PAGINAFRAGMENT =>

※ ※ ※

1.20 gebruiksmogelijkheden:

de mogelijkheden om gronden en bouwwerken overeenkomstig de daaraan toegekende functie te gebruiken;

1.21 gebouw:

elk bouwwerk dat een voor mensen toegankelijke, overdekte, geheel of gedeeltelijk met wanden omsloten ruimte vormt;

1.22 hoofdgebouw:

gebouw, of gedeelte daarvan, dat noodzakelijk is voor de verwezenlijking van de geldende of toekomstige bestemming van een perceel en, indien meer gebouwen op het perceel aanwezig zijn, gelet op de bestemming het belangrijkst is;

1.23 huishouden:

persoon of groep personen die een huishouding voert, waarbij sprake is van onderlinge verbondenheid en continuïteit in de samenstelling ervan; hieronder niet begrepen bewoning in de vorm van kamerverhuur;

1.24 kampeermiddel:

een tent, een tentwagen, een kampeerauto, een caravan of een stacaravan, dan wel enig ander daarmee vergelijkbaar voertuig of onderkomen, dat geheel of ten dele is bestemd of opgericht dan wel wordt of kan worden gebruikt voor recreatief nachtverblijf;

1.25 milieusituatie:

de waarde van een gebied in milieuhygiënische zin die wordt bepaald door de mate van scheiding tussen milieugevoelige en milieubelastende functies, daarbij in het bijzonder gelet op het voorkomen dan wel beperken van hinder door geur, stof, geluid, gevaar, licht en/of trilling;

1.26 overkapping:

elk bouwwerk, geen gebouw zijnde, dat een overdekte ruimte vormt zonder dan wel met ten hoogste één wand;

1.27 peil:
  • voor een bouwwerk, waarvan de hoofdtoegang direct aan de weg grenst: de bouwhoogte van de weg ter plaatse van die hoofdtoegang;
  • voor een bouwwerk, waarvan de hoofdtoegang niet direct aan de weg grenst: de bouwhoogte van het terrein ter plaatse van die hoofdtoegang bij voltooiing van de bouw;
1.28 productiegebonden detailhandel:

detailhandel in goederen die ter plaatse worden vervaardigd, gerepareerd en/of toegepast in het productieproces, waarbij de detailhandelsfunctie ondergeschikt is aan de productiefunctie;

1.29 seksinrichting:

een voor het publiek toegankelijke besloten ruimte waarin bedrijfsmatig, of in de omvang alsof zij bedrijfsmatig was, seksuele handelingen worden verricht, of vertoningen van erotisch/pornografische aard plaatsvinden;

Onder een seksinrichting wordt in ieder geval verstaan: een prostitutiebedrijf, alsmede een erotische-massagesalon, een seksbioscoop, een seksautomatenhal, een sekstheater of een parenclub, al dan niet in combinatie met elkaar;

1.30 straat- en bebouwingsbeeld:

de stedenbouwkundige waarde van een gebied die wordt bepaald door de mate van samenhang in aanwezige bebouwing. De mate van samenhang wordt bepaald door de verhouding tussen bouwmassa en open ruimte, de onderlinge verhouding tussen bebouwing op het gebied van bouwhoogte en -breedte en de wijze waarop bebouwing die ruimtelijk op elkaar georiënteerd is zich tot elkaar verhoudt op het vlak van bouwvorm en ligging;

1.31 verkeersveiligheid:

de waarde van een gebied voor de veiligheid van het verkeer die wordt bepaald door de mate van overzichtelijkheid en vrij uitzicht (met name bij kruisingen van wegen en uitritten) en de (mogelijke) effecten van bebouwing en overige inrichtingselementen op de gedragingen van verkeersdeelnemers;

1.32 voorgevel:

de gevel van het hoofdgebouw die door zijn aard, functie, constructie of uitstraling als belangrijkste gevel kan worden aangemerkt;

1.33 wonen:

het huisvesten in een woning van één afzonderlijk huishouden;

1.34 woning:

een complex van ruimten, uitsluitend bedoeld voor de huisvesting van één afzonderlijk huishouden dat indien deze bestaat uit meerdere personen gebruik maakt van voor bewoning gemeenschappelijke voorzieningen, zoals keuken, toilet en douche;

1.35 woonsituatie:

de waarde van een gebied voor de woonfunctie, die wordt bepaald door de situering van om die woonfunctie liggende functies en bebouwing. Bij de bepaling van de waarde wordt in het bijzonder gelet op de daglichttoetreding, het uitzicht, de mate van privacy en het voorkomen of beperken van hinder;

1.36 zijdelingse (bouw)perceelgrens

een niet naar een weg of openbaar gebied gekeerde grens van een bouwperceel.

※ ※ ※

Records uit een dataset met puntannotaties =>

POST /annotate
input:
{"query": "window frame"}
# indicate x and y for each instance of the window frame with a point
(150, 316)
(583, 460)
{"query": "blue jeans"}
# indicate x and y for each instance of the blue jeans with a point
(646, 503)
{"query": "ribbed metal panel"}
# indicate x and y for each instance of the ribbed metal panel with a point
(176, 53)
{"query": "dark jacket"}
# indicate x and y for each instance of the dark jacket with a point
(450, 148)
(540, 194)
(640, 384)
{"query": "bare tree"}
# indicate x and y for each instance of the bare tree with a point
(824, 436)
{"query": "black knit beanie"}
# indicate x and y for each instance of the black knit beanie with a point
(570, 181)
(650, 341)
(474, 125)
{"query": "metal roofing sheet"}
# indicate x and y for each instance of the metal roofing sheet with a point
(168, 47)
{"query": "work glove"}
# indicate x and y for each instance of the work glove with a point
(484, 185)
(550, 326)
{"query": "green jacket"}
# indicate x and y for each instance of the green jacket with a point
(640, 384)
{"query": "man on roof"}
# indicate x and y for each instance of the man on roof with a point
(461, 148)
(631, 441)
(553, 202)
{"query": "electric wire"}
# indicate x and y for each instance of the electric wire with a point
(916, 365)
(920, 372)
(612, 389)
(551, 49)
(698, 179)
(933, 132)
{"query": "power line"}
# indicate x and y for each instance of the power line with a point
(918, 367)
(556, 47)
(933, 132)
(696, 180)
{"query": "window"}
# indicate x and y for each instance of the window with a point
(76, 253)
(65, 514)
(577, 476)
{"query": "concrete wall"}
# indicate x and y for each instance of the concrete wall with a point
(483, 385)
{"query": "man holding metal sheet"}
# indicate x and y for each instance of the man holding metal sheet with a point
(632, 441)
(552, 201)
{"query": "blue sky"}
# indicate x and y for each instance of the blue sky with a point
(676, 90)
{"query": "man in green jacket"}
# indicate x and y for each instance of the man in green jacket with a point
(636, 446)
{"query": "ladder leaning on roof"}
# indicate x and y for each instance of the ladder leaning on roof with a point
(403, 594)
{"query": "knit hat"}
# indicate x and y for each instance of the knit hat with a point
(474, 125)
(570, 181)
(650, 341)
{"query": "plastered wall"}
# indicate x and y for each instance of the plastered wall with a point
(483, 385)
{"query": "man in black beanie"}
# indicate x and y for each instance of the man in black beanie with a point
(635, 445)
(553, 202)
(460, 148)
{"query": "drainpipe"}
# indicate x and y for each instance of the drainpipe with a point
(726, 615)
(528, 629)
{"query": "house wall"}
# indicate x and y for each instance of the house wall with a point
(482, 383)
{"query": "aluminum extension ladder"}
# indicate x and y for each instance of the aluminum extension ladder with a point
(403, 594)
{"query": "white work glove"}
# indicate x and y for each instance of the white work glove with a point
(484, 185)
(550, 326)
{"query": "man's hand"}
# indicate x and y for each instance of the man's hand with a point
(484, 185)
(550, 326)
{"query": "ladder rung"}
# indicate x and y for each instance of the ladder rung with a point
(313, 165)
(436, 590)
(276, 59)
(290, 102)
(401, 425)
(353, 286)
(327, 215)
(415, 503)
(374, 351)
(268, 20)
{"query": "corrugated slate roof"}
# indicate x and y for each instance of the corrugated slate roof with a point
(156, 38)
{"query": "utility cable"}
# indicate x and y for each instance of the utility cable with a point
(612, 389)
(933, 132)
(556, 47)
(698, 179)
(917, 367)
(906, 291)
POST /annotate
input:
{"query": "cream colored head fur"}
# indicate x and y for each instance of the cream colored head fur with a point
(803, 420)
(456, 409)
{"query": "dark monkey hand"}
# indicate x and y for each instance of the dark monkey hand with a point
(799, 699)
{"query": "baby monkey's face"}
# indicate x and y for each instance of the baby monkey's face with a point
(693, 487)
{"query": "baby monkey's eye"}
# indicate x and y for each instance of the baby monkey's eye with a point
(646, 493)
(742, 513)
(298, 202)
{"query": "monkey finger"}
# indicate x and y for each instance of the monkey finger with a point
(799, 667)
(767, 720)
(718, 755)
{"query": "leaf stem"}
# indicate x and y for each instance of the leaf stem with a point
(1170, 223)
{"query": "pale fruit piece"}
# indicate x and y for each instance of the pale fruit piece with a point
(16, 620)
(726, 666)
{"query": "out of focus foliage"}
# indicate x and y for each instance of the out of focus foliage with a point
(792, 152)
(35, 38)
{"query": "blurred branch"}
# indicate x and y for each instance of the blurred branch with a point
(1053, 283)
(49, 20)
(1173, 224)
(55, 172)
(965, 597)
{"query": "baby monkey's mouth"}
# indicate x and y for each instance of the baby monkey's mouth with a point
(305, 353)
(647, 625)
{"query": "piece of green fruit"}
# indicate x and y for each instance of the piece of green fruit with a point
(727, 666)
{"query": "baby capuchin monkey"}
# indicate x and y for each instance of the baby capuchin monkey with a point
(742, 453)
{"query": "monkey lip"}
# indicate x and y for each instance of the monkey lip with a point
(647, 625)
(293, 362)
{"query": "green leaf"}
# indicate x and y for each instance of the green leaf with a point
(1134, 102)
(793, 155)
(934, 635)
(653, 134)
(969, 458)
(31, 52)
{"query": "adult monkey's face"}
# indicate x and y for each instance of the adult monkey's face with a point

※ ※ ※

OPDRACHT 1 =>
Beantwoord deze vragen over de begrippenlijst:
(a) Welke soorten hinder noemt de begrippenlijst bij "milieusituatie"?
(b) Met ten hoogste hoeveel wanden vormt een overkapping een overdekte ruimte?
(c) Welke gemeenschappelijke voorzieningen worden bij "woning" als voorbeeld gegeven?
OPDRACHT 2 =>
Herhaal alsjeblieft woordelijk het stuk uit de begrippenlijst vanaf "het huisvesten in" tot en met "van een bouwperceel.".

UITWERKING 1 =>
(a) Geur, stof, geluid, gevaar, licht en/of trilling.
(b) Ten hoogste één wand.
(c) Keuken, toilet en douche.

UITWERKING 2 =>
het huisvesten in een woning van één afzonderlijk huishouden;

1.34 woning:

een complex van ruimten, uitsluitend bedoeld voor de huisvesting van één afzonderlijk huishouden dat indien deze bestaat uit meerdere personen gebruik maakt van voor bewoning gemeenschappelijke voorzieningen, zoals keuken, toilet en douche;

1.35 woonsituatie:

de waarde van een gebied voor de woonfunctie, die wordt bepaald door de situering van om die woonfunctie liggende functies en bebouwing. Bij de bepaling van de waarde wordt in het bijzonder gelet op de daglichttoetreding, het uitzicht, de mate van privacy en het voorkomen of beperken van hinder;

1.36 zijdelingse (bouw)perceelgrens

een niet naar een weg of openbaar gebied gekeerde grens van een bouwperceel.